What you will do: In the film review below, what is the name of the character Bette Davis plays?

Document section:
--------------------------------

7/10
Mirror, mirror, on the wall........
30 March 2008
Warning: Spoilers
More good drama from Warners with Bette Davis and Claude Rains. These two shared a terrific screen rapport, and MR SKEFFINGTON is perhaps the best example of their playing together.

Davis stars as Fanny Trellis, an extremely vain woman who values her looks above everything else. She does car fore her brother Trippy (Richard Waring) though, and marries the rich Claude Rains in order to help him financially. Rains is completely in love with Davis, and silently, lovingly, waits in the background hoping that Davis will some day feel the same way about him.

--------------------------------

Extracted data:

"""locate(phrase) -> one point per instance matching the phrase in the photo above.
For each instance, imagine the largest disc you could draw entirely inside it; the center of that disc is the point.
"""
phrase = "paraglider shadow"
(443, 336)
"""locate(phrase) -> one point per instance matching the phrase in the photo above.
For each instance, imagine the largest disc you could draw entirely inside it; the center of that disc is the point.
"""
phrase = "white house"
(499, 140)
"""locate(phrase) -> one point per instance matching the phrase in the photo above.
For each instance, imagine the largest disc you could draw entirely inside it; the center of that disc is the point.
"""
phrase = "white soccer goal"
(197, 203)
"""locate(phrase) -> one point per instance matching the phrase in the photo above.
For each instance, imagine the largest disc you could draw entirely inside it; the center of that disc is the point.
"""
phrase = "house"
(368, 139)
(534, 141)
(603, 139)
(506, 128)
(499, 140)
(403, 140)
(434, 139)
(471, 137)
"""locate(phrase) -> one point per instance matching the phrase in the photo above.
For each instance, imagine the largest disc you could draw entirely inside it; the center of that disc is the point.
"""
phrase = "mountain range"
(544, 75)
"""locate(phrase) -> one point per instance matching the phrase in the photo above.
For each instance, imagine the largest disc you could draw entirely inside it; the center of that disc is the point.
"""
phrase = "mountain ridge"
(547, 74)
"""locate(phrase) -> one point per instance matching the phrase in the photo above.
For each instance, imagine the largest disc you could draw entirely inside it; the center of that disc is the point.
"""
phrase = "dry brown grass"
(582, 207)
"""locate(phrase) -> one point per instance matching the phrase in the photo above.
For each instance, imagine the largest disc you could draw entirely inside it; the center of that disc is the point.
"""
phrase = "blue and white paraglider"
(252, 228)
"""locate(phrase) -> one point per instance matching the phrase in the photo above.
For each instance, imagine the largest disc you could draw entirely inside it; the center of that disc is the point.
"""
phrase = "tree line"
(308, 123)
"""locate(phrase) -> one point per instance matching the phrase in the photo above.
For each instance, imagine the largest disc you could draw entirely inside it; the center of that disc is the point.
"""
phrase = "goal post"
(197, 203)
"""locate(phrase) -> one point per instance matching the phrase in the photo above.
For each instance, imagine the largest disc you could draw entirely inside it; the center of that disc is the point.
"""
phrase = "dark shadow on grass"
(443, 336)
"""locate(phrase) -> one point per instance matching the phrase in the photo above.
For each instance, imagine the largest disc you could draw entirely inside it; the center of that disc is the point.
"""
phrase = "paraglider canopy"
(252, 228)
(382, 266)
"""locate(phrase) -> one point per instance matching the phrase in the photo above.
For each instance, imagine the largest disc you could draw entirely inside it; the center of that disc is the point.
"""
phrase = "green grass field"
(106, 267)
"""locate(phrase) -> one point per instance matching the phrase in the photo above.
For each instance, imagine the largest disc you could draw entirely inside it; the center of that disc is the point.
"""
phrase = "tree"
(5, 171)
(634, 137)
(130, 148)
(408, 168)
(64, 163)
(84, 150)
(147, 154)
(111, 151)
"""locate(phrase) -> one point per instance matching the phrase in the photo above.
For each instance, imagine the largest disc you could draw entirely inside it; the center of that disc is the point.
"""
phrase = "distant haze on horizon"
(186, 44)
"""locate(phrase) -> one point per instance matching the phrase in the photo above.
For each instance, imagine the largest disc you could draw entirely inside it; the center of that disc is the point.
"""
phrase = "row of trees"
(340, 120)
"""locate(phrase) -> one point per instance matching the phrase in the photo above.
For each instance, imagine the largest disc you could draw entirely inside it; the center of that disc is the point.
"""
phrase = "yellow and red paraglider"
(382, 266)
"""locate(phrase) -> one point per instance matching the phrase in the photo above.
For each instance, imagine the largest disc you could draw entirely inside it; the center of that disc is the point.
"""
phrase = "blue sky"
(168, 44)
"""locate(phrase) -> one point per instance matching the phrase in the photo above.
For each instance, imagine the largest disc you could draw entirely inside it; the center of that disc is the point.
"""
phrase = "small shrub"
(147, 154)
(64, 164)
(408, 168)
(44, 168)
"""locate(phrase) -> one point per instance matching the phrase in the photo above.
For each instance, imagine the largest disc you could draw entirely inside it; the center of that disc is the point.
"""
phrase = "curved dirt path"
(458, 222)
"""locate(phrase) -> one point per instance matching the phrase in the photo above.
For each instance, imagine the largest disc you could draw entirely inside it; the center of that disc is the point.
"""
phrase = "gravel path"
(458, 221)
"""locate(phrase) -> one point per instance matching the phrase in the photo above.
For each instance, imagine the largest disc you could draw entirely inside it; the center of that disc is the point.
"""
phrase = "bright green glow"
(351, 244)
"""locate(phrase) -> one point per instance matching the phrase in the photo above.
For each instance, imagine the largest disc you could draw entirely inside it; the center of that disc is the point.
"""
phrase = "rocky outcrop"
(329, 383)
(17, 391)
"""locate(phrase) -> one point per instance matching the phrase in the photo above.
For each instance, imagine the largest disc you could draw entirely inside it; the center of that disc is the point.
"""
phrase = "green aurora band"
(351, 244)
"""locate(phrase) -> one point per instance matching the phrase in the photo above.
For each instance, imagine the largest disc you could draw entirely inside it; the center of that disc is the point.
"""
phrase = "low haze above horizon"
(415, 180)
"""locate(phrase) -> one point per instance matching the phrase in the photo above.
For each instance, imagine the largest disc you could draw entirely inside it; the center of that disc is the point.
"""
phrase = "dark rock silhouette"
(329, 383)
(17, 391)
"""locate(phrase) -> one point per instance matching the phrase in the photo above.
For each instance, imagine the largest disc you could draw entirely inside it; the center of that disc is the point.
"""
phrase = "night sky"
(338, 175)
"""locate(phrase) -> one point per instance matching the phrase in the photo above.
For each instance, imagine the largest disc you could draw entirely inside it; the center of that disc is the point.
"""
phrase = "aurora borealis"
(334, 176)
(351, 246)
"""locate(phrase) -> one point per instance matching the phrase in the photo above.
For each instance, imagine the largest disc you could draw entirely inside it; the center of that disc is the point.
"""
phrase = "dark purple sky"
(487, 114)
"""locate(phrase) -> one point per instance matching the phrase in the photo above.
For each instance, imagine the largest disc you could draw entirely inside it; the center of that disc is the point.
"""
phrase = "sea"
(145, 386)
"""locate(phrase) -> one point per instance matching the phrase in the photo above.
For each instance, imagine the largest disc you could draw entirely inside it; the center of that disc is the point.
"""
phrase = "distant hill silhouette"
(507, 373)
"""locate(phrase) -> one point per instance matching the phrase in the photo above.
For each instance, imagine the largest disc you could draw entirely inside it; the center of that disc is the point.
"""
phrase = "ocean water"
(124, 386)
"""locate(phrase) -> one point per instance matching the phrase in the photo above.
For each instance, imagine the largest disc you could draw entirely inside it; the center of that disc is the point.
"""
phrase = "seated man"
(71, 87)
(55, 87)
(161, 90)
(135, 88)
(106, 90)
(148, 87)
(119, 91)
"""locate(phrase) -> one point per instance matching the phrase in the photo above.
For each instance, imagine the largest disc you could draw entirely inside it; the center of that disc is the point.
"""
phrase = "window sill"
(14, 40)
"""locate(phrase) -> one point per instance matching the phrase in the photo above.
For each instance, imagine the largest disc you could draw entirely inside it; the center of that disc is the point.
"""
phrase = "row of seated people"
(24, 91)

--------------------------------

Reply: Fanny Trellis